#### Material shown:
▼

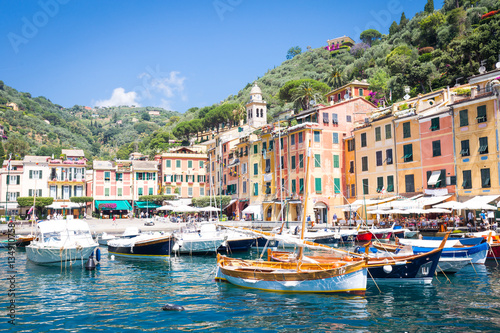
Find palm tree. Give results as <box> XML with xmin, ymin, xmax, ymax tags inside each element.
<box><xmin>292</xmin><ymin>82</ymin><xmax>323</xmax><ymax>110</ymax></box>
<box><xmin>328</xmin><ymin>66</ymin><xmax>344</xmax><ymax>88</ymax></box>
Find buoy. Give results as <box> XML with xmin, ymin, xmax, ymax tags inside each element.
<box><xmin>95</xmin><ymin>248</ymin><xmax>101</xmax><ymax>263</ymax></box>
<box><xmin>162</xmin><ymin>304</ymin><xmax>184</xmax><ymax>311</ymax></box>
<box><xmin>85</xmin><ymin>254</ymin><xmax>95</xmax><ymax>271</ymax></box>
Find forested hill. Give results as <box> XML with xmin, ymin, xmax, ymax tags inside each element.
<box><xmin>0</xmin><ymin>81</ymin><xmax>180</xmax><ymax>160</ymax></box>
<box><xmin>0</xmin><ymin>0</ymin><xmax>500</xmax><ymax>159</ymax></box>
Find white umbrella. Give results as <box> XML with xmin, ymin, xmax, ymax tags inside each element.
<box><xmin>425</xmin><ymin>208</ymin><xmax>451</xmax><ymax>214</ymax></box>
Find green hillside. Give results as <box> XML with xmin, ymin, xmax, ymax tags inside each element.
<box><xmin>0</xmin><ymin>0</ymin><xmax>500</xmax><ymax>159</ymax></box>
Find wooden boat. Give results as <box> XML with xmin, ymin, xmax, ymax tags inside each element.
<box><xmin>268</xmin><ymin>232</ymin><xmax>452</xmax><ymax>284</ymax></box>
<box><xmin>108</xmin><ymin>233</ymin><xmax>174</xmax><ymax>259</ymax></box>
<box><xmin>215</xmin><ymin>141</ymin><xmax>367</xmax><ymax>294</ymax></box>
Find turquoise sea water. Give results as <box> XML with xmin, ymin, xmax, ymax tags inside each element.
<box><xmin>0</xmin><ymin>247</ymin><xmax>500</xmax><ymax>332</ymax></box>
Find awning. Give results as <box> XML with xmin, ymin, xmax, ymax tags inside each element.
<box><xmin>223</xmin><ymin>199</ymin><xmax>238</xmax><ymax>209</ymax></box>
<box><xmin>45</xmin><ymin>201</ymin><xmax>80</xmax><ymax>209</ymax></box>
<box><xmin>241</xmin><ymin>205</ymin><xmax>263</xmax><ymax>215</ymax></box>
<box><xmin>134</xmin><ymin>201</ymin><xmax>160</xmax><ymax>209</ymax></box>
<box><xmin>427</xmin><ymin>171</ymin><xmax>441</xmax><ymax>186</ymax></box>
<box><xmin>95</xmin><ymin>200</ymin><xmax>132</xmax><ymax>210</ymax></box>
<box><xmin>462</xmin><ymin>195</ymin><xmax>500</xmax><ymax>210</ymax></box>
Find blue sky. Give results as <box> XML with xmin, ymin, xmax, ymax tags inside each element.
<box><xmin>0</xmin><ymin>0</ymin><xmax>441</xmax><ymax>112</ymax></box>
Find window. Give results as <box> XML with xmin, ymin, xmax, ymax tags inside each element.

▲
▼

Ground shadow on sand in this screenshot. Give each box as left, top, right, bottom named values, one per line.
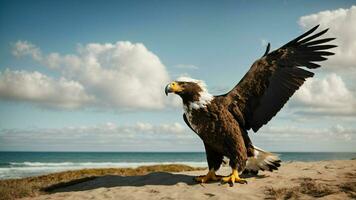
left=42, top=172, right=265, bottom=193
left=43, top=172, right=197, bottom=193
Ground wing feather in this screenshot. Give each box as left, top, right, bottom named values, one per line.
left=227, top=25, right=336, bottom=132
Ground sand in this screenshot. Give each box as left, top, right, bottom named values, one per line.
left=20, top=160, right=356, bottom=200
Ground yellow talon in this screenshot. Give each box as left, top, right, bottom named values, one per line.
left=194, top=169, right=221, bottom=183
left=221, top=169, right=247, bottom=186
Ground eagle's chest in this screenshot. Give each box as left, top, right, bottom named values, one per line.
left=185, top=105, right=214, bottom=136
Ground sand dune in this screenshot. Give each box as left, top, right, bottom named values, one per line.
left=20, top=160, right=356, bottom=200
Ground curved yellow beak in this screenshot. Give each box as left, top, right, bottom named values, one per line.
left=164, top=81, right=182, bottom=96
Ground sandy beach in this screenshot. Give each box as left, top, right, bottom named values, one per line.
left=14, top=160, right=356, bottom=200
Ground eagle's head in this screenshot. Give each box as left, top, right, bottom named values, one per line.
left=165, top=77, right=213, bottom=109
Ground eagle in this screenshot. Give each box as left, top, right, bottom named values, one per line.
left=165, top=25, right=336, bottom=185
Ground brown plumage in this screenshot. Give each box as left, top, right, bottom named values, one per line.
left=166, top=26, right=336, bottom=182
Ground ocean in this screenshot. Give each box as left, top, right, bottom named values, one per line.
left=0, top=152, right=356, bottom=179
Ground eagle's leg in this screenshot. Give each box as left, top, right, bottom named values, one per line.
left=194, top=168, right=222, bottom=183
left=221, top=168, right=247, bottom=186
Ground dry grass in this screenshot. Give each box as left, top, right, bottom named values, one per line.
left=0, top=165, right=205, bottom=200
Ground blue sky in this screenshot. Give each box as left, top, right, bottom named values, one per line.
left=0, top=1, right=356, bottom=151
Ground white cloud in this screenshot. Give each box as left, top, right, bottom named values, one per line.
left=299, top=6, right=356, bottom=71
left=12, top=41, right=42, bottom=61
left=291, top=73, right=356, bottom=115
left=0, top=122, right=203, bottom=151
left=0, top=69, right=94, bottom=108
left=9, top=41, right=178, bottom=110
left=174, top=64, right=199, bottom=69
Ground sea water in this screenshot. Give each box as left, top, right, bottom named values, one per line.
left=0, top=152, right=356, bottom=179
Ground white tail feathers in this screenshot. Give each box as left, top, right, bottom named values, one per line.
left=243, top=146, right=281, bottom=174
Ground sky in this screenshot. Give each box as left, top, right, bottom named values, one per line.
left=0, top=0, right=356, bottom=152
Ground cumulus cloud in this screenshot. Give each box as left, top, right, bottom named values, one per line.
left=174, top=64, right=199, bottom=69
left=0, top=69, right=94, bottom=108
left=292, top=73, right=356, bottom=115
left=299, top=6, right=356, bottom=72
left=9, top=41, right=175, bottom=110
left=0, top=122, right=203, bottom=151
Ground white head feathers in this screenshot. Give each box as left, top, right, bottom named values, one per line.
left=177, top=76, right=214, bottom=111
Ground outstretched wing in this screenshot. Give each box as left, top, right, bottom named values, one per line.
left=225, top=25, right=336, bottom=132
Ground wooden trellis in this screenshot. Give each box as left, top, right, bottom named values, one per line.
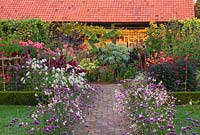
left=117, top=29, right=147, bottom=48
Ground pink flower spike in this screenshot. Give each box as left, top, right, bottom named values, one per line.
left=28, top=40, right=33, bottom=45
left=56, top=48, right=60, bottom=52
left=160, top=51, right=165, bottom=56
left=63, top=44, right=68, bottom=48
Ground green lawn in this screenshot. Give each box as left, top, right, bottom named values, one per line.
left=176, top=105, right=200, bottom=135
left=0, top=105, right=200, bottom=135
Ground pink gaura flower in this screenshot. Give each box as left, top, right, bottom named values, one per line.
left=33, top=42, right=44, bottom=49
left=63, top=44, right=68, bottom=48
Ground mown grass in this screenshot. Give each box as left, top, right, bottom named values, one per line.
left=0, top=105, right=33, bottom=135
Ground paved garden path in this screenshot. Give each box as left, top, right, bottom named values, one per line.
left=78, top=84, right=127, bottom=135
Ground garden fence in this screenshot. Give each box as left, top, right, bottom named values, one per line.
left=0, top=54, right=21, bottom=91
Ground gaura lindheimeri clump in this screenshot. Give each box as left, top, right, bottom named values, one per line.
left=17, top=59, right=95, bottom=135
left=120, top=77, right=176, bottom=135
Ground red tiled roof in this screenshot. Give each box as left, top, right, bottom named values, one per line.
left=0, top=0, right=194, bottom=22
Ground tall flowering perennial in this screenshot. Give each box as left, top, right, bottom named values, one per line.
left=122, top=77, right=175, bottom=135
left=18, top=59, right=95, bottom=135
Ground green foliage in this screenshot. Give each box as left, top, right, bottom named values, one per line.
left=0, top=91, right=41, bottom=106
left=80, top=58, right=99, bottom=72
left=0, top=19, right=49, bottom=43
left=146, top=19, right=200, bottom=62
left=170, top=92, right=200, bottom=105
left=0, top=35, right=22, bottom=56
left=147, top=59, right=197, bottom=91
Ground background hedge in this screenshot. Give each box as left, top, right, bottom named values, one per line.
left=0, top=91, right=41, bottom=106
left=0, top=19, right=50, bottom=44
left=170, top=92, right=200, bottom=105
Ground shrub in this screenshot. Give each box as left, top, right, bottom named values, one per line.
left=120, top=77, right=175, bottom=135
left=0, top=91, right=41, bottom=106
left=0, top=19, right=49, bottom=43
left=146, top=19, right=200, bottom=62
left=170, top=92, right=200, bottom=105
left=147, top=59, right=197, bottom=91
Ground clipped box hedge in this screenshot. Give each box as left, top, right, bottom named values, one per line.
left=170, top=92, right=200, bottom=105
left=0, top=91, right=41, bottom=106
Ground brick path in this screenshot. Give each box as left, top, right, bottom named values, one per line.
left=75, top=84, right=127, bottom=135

▲

#### Given task:
Rewrite the rows from the line with "Ground eagle in" through the line with "left=221, top=168, right=247, bottom=186" as a two-column CSV with the headers instruction and output. Give one CSV line per row: put its text in one quoted field and its full answer in the other, with line breaks turned into spaces.

#### Answer below:
instruction,output
"Ground eagle in this screenshot. Give each box as left, top, right, bottom named values, one per line.","left=165, top=25, right=336, bottom=185"
"Ground brown plumage in this screenshot. Give each box as left, top, right, bottom named values, one per line.","left=166, top=26, right=336, bottom=182"
"Ground ocean in this screenshot. Give each box as left, top, right, bottom named values, one per line.","left=0, top=152, right=356, bottom=179"
"Ground eagle's leg in this screenshot. Give each box as left, top, right, bottom named values, one per line.","left=194, top=168, right=222, bottom=183 left=221, top=168, right=247, bottom=186"